## Work instruction:
Please print, word for word, every line from the one that contains "Query: green ivy on wall" through the last line of the records, and nothing else.

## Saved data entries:
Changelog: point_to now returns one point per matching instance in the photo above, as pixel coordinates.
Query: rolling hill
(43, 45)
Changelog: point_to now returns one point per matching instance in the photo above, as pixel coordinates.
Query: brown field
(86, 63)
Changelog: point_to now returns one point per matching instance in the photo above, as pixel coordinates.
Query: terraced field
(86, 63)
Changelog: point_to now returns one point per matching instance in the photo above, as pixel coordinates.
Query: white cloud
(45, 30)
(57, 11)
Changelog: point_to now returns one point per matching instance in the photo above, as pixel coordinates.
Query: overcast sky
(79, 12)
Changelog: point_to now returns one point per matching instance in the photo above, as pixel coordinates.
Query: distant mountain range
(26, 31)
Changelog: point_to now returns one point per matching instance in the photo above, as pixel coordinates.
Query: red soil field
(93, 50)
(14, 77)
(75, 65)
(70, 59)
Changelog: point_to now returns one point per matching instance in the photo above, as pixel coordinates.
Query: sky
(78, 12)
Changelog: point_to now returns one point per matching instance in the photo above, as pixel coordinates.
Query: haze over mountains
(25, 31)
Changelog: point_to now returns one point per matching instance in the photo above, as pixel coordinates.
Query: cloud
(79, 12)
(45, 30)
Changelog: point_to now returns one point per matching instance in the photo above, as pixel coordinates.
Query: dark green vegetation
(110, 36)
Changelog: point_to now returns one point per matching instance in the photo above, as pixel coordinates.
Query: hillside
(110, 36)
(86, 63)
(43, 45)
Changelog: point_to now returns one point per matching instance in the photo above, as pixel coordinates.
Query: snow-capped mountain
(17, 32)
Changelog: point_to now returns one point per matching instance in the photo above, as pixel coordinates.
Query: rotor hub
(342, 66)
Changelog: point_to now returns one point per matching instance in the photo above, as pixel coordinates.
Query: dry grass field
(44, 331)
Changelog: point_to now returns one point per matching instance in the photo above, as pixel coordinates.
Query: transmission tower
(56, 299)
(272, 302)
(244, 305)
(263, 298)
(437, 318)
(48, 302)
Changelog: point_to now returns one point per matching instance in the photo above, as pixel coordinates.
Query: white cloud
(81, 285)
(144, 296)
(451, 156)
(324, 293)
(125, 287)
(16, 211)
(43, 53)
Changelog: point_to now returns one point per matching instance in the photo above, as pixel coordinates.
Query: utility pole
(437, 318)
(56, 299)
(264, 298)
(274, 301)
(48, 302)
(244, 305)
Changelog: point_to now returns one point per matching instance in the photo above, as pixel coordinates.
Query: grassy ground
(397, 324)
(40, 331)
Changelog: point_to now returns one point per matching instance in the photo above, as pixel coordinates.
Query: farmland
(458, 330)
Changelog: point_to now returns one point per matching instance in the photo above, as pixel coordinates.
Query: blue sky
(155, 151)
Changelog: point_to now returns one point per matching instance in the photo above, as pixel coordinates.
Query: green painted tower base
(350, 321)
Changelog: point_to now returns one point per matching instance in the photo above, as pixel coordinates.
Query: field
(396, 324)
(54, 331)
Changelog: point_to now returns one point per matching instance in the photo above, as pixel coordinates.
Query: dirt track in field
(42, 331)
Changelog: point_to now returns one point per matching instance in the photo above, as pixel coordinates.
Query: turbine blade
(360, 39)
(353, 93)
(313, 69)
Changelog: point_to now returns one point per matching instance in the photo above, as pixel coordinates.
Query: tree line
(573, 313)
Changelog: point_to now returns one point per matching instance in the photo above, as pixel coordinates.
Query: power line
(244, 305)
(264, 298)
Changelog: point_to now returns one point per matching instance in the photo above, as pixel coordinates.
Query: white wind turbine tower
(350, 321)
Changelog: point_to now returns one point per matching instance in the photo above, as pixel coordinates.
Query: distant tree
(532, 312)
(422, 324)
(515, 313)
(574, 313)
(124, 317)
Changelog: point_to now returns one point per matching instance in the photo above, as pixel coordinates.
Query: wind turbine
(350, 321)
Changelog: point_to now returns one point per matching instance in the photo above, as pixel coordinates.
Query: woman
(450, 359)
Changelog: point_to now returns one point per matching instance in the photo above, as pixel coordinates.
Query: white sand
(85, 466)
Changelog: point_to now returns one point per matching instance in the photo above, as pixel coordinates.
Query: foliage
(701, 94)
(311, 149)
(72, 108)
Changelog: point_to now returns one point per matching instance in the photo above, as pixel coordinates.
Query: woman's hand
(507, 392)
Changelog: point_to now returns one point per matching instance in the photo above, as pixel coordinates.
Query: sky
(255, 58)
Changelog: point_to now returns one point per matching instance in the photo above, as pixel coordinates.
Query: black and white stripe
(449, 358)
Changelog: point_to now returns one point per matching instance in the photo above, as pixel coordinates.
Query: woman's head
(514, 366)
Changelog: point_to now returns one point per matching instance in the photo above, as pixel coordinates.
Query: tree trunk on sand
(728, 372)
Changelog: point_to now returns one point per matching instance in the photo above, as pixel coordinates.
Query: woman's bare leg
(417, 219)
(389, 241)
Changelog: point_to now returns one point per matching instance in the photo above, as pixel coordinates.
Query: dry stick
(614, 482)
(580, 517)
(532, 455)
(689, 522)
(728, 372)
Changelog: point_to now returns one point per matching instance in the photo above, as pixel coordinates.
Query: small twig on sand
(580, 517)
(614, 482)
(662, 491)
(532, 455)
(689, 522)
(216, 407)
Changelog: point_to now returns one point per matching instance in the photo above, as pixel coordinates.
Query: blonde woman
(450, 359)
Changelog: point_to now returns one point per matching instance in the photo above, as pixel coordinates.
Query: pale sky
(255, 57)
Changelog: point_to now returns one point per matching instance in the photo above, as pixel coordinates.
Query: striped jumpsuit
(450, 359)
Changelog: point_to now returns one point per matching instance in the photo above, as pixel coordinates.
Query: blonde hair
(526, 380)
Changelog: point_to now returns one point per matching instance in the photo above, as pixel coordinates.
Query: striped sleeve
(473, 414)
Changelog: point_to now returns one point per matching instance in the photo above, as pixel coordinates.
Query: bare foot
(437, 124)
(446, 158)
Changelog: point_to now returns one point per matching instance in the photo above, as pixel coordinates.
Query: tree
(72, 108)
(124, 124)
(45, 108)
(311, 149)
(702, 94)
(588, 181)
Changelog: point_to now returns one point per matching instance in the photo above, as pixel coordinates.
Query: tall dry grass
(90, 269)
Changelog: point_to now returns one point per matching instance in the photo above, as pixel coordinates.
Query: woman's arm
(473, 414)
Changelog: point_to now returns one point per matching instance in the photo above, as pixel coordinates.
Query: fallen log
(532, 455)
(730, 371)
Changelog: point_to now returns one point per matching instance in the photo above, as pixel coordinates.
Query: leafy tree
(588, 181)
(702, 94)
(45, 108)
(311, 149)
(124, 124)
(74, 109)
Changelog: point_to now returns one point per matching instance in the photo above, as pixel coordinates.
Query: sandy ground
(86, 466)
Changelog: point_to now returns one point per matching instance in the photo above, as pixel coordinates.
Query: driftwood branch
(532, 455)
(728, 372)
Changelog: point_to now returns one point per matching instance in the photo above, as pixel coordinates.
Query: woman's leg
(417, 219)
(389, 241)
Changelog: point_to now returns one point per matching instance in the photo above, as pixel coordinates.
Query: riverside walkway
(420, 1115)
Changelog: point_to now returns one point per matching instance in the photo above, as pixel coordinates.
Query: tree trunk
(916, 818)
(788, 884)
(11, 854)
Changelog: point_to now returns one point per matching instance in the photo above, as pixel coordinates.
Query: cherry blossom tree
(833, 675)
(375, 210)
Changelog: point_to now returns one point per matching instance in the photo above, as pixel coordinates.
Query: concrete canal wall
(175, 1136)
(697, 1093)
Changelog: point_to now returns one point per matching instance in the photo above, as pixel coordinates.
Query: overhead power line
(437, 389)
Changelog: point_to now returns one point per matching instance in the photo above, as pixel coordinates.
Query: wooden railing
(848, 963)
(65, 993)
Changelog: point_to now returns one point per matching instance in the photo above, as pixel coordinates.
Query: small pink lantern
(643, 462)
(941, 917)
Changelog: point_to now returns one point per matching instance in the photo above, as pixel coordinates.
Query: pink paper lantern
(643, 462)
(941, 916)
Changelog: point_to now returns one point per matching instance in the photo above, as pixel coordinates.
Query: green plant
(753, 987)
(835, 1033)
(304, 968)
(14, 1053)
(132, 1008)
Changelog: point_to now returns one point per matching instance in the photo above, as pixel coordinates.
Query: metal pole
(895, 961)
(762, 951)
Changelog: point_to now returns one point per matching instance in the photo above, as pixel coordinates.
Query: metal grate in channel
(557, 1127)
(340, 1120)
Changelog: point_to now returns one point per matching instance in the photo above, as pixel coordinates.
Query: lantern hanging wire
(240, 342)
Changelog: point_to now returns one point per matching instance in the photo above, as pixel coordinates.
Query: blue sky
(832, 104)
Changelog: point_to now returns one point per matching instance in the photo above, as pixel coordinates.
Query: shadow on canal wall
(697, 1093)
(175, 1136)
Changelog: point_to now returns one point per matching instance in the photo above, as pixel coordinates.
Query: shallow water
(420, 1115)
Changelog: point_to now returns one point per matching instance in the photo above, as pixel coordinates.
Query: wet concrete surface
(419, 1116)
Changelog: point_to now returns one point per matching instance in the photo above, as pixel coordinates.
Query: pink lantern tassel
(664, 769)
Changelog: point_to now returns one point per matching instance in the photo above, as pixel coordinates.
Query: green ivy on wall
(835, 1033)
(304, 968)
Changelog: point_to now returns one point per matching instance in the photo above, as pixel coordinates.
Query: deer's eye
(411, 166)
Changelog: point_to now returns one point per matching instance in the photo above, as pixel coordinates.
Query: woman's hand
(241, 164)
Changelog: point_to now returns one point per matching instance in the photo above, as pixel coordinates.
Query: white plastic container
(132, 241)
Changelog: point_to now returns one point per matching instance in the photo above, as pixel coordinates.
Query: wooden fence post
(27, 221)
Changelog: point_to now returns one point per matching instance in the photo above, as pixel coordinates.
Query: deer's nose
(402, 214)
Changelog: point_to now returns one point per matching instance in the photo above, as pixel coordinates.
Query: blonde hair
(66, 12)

## Expected answer:
Query: green ivy on wall
(835, 1033)
(304, 968)
Changelog: point_to now returns one point per matching instance in the photo above, as pixel coordinates.
Query: deer's eye
(411, 166)
Changelog: point_to now returns one point per matching instance in the photo above, as pixel coordinates.
Query: woman's hand
(241, 164)
Changelog: point_to now returns one point per matching instance in the photo above, as pixel coordinates.
Query: white plastic container
(132, 241)
Changelog: point_to now returns one point per matching instance in the photo above, as pixel coordinates.
Query: wooden fence post
(27, 221)
Changelog: point_to now returns one point per matching instance in the photo above, as pixel coordinates.
Query: deer's nose
(402, 214)
Changelog: point_to now returns one point per matching instance in the photo above, as pixel coordinates.
Query: blonde hair
(66, 12)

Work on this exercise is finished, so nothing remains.